Exact copies of all the records are to be output.

- - -

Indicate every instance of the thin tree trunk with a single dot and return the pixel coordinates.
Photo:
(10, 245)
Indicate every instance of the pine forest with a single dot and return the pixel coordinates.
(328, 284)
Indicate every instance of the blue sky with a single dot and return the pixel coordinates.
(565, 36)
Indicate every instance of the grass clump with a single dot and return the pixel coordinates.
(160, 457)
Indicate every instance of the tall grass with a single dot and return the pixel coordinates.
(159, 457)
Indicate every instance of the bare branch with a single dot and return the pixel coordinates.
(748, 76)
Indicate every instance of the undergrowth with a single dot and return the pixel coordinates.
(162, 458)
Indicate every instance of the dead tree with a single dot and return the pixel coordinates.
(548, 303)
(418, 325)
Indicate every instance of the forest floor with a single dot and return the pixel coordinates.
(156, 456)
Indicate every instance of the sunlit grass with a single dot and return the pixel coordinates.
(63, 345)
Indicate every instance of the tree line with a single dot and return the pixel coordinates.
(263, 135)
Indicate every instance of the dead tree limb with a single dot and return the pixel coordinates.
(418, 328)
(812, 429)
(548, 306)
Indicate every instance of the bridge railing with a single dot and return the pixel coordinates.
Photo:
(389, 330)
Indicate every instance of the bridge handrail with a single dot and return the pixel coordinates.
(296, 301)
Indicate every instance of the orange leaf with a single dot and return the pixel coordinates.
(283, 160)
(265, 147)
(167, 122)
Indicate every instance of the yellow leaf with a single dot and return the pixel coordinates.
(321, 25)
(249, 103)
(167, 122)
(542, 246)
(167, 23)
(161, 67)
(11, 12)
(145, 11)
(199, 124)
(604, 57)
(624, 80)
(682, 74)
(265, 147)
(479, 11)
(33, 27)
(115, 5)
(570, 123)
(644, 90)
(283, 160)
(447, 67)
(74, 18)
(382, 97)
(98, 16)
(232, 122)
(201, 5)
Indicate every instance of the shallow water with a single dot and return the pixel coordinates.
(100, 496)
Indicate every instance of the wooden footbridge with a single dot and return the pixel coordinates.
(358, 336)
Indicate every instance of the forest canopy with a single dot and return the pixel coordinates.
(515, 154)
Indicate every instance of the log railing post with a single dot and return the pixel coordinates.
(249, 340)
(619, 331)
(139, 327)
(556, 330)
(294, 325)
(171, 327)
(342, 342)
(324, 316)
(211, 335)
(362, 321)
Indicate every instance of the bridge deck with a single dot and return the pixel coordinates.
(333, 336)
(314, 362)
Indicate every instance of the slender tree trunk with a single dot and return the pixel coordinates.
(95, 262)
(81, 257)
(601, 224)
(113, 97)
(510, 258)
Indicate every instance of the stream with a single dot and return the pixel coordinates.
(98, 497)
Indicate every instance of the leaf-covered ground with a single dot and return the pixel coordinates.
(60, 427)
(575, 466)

- - -

▶ EXPECTED ANSWER:
Indicate every instance of the thin tree trunk with a single dot and return the pixel coordinates.
Photo:
(10, 245)
Indicate every instance of the pine forest with a single dot and return the pixel coordinates.
(328, 284)
Indicate every instance of the blue sky with a single dot and return the pixel coordinates.
(565, 36)
Indicate every instance of the grass clump with a single dot and return the pixel coordinates.
(160, 457)
Indicate every instance of the tall grass with a single dot and return the pixel coordinates.
(159, 457)
Indicate every instance of the bare branch with a single dot and return the pixel coordinates.
(748, 76)
Indicate every instance of the undergrowth with a single dot and return the pixel coordinates.
(162, 458)
Indicate every instance of the dead tree with a single dot and return the pixel coordinates.
(548, 303)
(418, 325)
Indicate every instance of the forest floor with a single dot and return the pixel coordinates.
(156, 456)
Indicate every instance of the sunlit grass with a single dot and return the pixel coordinates.
(63, 345)
Indicate every instance of the tree line with a single dot and return the pixel coordinates.
(263, 135)
Indicate every instance of the dead tree limb with a single dot and return the pixel coordinates.
(418, 328)
(812, 429)
(548, 306)
Indicate every instance of the bridge railing with a single dot and return the pixel coordinates.
Photo:
(389, 330)
Indicate every instance of the bridge handrail with a single dot and return the pixel coordinates.
(296, 301)
Indicate every instance of the orange leaf with a single dot and return the pixel coordinates.
(283, 160)
(265, 147)
(167, 122)
Indicate every instance of the yellow leaf with a single dot and return the pixel coordinates.
(321, 25)
(249, 103)
(167, 122)
(542, 246)
(167, 23)
(161, 67)
(11, 12)
(145, 11)
(199, 124)
(604, 57)
(624, 80)
(682, 74)
(265, 147)
(479, 11)
(33, 27)
(115, 5)
(570, 123)
(644, 90)
(283, 160)
(447, 67)
(74, 18)
(382, 97)
(98, 16)
(232, 122)
(201, 5)
Indicate every instance of the shallow water with a single dot and return the pixel coordinates.
(100, 496)
Indicate every instance of the wooden footbridge with a single dot and return the pixel coordinates.
(358, 336)
Indicate every instance of the forest canopy with a single dot and return the pixel coordinates.
(515, 154)
Indicate every instance of the log railing post with a single dot and return the pixel coordinates.
(249, 340)
(619, 331)
(139, 327)
(556, 330)
(294, 325)
(171, 327)
(342, 342)
(324, 316)
(211, 335)
(362, 321)
Indicate every instance of the bridge deck with a single dot and return the pixel coordinates.
(333, 336)
(314, 362)
Indicate every instance of the slender tree trunk with a single dot and return the pixel coordinates.
(95, 262)
(81, 257)
(601, 224)
(113, 97)
(510, 258)
Indicate every instance of the stream with a single dot and return the pixel coordinates.
(98, 497)
Indicate every instance of the leaf-covered ground with a single dot and return the pixel coordinates.
(60, 427)
(575, 466)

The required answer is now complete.